§ Tasks for this exercise:
A: Reproduce the passage of the Boeing 737 thread starting with "Those images are" and going on through "system, gear, etc.?".
B: Collect every line of the records that contains the string "water", treating uppercase and lowercase as different.

The sad thing is that we'll probably see this plane fly again by the end of the year, because the millions of dollars in retrofits will still be cheaper than having to scrap all existing planes.

We have no idea what other potentially lethal corners have been cut. What if they go back into service, after several months of retrofitting all of them at Boeing maintenance hangers, and then the following year there are two more deadly crashes from some other overlooked hack.

Really, these planes need to be scrapped. The engines, equipment, seats, etc can all be stripped and used in other planes, but the air frames will need to be recycled and this line of planes should end here.

Even if it doesn't (probably won't), I highly doubt we'll see another generation of 737s. They did survive the rudder problems way back from the... 80s? or 90s? .. So their reputation might recover, but they still can't make the types of planes airlines want and keep that name/certification.

I had forgotten about the rudder problems! Worth a read: https://imgur.com/a/5wcFx8M

> Perhaps the single most complex, insidious, and long-lasting mechanical problem in the history of commercial aviation was the mysterious rudder issue that plagued the Boeing 737 throughout the 1990s. Although it had long been rumoured to exist, the defect was suddenly thrust into the spotlight when United Airlines flight 585 crashed on approach to Colorado Springs on the third of March, 1991, killing all 25 people on board. The crash resulted in the longest investigation in NTSB history, years of arduous litigation, and a battle with Boeing over the safety of its most popular plane.

For anyone who enjoyed the write up, it's from reddit user AdmiralCloudberg who has a bunch of them, and they're all good: https://www.reddit.com/r/AdmiralCloudberg/comments/a4ckhv/pl...

Those images are blocked for me at work, would have been helpful if they had added the text itself to the Reddit posts!

In what world is scrapping the airframes due to a (serious) software fault the best and most sensible solution? Do you believe there could be undiagnosed problems with the wings, fuselage, tail, hydraulics, electrics, fueling system, gear, etc.?

In what world is scrapping the airframes due to a (serious) software fault the best and most sensible solution?

A world in which the faulty software was required to fix faulty hardware.

The hardware isn't faulty. The problem is the way Boeing tried to achieve a zero training delta so pilots wouldn't have to get a second type rating.

the airplane did not have stable flight characteristics because of its physical design.

that’s a hardware problem.

MCAS only exists because of that hardware problem.

the fact that boeing also did not train or tell pilots about MCAS, in order to make the airplane more financially appealing by retaining the 737 type rating, is a separate (also bad) issue.

All jetliners are unstable at altitude in cruise, and require augmentation.


Aircraft design is a giant bag of compromises between desirable characteristics, most which are in conflict with each other.

Best-stated comment so far. We seem to forget that this whole problem exists in an edge domain only.

§ Data provided:
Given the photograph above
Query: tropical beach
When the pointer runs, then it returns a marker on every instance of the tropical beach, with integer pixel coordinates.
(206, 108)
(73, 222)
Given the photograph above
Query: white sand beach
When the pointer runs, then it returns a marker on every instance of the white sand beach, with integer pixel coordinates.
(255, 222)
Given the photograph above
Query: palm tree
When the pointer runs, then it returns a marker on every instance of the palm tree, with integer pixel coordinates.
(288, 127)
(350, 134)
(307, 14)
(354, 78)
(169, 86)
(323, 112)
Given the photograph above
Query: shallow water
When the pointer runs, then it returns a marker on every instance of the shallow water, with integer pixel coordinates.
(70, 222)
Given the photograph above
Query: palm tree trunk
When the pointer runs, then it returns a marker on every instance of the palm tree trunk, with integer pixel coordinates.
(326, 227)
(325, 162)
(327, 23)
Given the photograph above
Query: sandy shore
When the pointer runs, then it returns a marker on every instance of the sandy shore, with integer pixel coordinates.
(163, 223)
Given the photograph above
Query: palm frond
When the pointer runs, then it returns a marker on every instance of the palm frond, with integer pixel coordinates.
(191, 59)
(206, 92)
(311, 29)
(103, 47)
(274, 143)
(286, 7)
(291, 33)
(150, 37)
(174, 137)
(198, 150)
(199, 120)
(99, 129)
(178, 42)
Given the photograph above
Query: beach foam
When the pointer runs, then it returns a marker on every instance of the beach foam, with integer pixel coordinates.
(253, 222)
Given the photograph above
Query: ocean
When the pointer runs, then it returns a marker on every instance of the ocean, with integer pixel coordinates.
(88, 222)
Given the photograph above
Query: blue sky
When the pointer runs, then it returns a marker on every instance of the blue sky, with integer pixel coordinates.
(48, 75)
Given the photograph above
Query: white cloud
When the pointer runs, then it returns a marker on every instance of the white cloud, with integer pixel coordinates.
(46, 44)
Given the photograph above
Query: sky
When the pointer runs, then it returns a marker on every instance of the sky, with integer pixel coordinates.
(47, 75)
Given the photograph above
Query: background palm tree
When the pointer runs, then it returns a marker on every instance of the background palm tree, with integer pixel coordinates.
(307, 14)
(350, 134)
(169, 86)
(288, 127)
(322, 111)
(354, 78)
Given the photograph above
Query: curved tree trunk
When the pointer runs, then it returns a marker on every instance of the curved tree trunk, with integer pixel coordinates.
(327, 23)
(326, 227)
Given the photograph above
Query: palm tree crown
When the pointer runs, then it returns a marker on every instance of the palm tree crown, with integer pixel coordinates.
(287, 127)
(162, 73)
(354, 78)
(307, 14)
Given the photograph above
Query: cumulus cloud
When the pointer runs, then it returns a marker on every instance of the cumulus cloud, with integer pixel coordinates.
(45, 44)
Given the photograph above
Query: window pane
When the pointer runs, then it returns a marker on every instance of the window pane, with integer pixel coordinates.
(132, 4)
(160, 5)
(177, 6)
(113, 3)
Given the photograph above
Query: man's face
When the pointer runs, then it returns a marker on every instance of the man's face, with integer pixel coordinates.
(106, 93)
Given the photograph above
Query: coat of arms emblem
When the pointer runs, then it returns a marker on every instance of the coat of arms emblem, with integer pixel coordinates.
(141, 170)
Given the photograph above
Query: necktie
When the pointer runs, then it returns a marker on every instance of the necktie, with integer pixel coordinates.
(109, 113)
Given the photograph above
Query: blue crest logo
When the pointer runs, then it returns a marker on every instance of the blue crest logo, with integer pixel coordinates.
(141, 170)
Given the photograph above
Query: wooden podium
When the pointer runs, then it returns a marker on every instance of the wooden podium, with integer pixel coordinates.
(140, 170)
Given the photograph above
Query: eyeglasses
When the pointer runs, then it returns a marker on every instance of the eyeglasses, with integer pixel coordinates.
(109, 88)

§ Responses to the exercise:
A:
Those images are blocked for me at work, would have been helpful if they had added the text itself to the Reddit posts!

In what world is scrapping the airframes due to a (serious) software fault the best and most sensible solution? Do you believe there could be undiagnosed problems with the wings, fuselage, tail, hydraulics, electrics, fueling system, gear, etc.?

B:
Query: shallow water
When the pointer runs, then it returns a marker on every instance of the shallow water, with integer pixel coordinates.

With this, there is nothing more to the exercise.